Objective
Report every line in the records below that contains the word "white", copying each line in full. Case counts.

◆ ◆ ◆

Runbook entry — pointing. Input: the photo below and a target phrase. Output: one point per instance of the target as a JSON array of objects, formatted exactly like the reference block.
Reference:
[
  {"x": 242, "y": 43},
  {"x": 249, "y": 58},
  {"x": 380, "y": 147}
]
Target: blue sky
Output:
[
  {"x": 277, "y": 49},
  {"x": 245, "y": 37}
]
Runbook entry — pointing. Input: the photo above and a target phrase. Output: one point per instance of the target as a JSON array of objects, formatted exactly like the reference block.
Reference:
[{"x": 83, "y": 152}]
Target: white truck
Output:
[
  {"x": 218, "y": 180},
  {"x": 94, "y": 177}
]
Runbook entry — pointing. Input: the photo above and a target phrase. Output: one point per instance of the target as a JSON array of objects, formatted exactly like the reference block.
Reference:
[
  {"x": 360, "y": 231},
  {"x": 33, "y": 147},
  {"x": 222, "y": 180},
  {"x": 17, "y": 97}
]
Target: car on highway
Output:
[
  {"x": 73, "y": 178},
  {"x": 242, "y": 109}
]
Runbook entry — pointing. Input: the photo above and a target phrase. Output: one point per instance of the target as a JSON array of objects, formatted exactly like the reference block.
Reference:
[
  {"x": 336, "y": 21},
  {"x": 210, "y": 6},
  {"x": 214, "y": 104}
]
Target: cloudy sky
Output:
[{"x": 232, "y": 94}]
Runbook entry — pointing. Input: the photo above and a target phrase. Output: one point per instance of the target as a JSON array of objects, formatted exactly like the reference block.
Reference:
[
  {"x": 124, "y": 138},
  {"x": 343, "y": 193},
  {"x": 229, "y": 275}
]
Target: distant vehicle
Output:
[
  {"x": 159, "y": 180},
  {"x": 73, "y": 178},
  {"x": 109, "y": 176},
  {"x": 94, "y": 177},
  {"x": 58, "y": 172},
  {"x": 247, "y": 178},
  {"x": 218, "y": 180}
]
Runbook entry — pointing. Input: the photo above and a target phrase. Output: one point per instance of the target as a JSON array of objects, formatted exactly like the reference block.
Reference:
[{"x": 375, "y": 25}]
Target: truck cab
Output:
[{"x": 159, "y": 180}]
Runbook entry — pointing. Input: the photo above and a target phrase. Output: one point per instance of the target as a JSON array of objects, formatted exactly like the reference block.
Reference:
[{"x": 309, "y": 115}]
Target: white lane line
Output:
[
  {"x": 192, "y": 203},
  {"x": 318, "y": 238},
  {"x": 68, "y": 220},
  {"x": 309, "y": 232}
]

◆ ◆ ◆

Answer for this exercise
Target: white truck
Target: white lane line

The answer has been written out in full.